**Teks Sumber**
━━━

Semarang, benang.id – Banjir Rob masih terjadi di Kota Semarang, Jawa Tengah, tahun ini, berdampak terhadap kehidupan sosial dan ekonomi masyarakat. Namun, dari berbagai studi empiris menunjukkan bahwa masyarakat terdampak banjir rob mampu mewujudkan ketahanan masyarakat baik dari sisi sosial dan ekonomi.
Berdasarkan hal tersebut maka Pusat Riset Teknologi Hidrodinamika Badan Riset dan Inovasi Nasional (PRTH BRIN) berkolaborasi dengan Universitas Atma Jaya Yogyakarta (UAJY) menyelenggarakan focused group discussion (FGD) dan Konsinyering dengan topik “Bencana Rob & Ketahanan Masyarakat”, di Semarang, Selasa (1/11/2022).
“PRTH BRIN mempunyai perhatian terhadap bencana rob dan bentuk perhatian tersebut dilakukan dalam bentuk riset untuk menghasilkan rekomendasi yang bermanfaat bagi pengambil kebijakan”, jelas Bagyo Widagdo mewakili Kepala PRTH BRIN. dalam sambutannya.
Menurut Bagyo, topik ketahanan masyarakat dalam menghadapi bencana rob tetap relevan untuk terus dikaji karena bencana tersebut masih terjadi setiap tahun. Kondisi tersebut menjadikan bencana rob dan permasalahannya harus mendapat perhatian seluruh pemangku kepentingan (stakeholeders) termasuk PRTH BRIN.
Dalam FGD tersebut, hadir selaku narasumber Budi Prakosa (Kepala Bappeda Kota Semarang), Denny Nugroho Sugianto (Guru Besar Ilmu Kelautan dan Perikanan UNDIP), Hartono Samidjan (Jurnalis Senior “Suara Merdeka”), Wartana (Kepala Seksi Keamanan dan Ketertiban Umum, Kecamatan Semarang Utara), dan Nurhadi (Ketua Paguyuban Pengasapan Ikan Bandarharjo, Semarang Utara). Bertindak selaku moderator Y Sri Susilo (Dosen FBE UAJY).
“Pemerintah Kota (Pemkot) Semarang telah dan akan melaksanakan sejumlah kebijakan untuk membantu masyarakat terdampak rob”, jelas Budi Prakosa.

━━━

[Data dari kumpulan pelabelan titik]
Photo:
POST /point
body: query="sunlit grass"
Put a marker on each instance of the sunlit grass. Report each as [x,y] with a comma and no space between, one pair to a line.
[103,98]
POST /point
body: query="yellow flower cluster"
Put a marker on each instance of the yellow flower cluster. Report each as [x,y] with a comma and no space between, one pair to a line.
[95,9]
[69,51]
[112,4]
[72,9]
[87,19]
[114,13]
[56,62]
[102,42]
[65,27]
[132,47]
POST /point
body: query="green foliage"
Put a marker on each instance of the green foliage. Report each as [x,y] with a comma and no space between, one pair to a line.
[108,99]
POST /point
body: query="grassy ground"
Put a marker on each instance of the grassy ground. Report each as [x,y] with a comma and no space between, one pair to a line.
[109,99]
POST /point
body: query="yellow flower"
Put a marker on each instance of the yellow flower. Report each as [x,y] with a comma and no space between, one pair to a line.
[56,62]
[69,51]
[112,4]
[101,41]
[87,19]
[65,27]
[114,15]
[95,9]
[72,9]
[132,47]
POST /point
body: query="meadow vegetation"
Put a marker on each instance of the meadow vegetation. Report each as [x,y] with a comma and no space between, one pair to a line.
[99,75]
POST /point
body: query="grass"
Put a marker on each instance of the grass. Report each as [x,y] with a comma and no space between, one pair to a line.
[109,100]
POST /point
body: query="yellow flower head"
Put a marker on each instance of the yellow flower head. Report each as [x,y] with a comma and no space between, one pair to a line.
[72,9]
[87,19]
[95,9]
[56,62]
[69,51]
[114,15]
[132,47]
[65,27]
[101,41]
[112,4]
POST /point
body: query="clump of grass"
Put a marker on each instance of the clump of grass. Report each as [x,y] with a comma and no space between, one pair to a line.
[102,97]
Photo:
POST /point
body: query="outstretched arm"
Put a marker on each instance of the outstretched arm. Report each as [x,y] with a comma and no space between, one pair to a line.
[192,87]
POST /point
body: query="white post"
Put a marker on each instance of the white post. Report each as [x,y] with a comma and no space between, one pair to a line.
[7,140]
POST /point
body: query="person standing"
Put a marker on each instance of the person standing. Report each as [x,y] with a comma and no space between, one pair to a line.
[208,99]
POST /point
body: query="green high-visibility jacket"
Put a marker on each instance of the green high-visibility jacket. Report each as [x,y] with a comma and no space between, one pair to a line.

━━━

**Soal 1**
Dalam teks tentang banjir rob di Semarang, siapa yang menjadi moderator FGD?
**Soal 2**
Tolong lanjutkan teks tentang banjir rob di Semarang mulai setelah kalimat terakhirnya.

**Jawaban 1**
Y Sri Susilo, dosen FBE UAJY.

**Jawaban 2**
Menurut Budi, fokus kebijakan dan program diarahkan untuk mengurangi pemukiman kumuh, kemiskinan, stunting dan sektor ekonomi yang terdampak rob khususnya Usaha Mikro Kecil dan Menengah (UMKM).
Dalam menjalankan kebijakan tersebut Pemkot Semarang bersinergi dengan lintas sektor yang meliputi masyarakat, perguruan tinggi, organisasi profesi, organisasi kesehatan, program corporate social responsibility (CSR) dari perusahaan swasta, lembaga swadata masyarakat (LSM), fasilitas Kesehatan dan organisasi perangkat daerah (OPD). Dengan kebijakan tersebut diharapkan ketahanan masyarakat di wilayah terdampak bencana rob dapat meningkat secara signifikan.
“Penyebab bencana rob adalah meningginya permukaan air laut (sea level rise) dan laju penurunan tanah (land subsidence)”, jelas Denny Nugroho Santosa.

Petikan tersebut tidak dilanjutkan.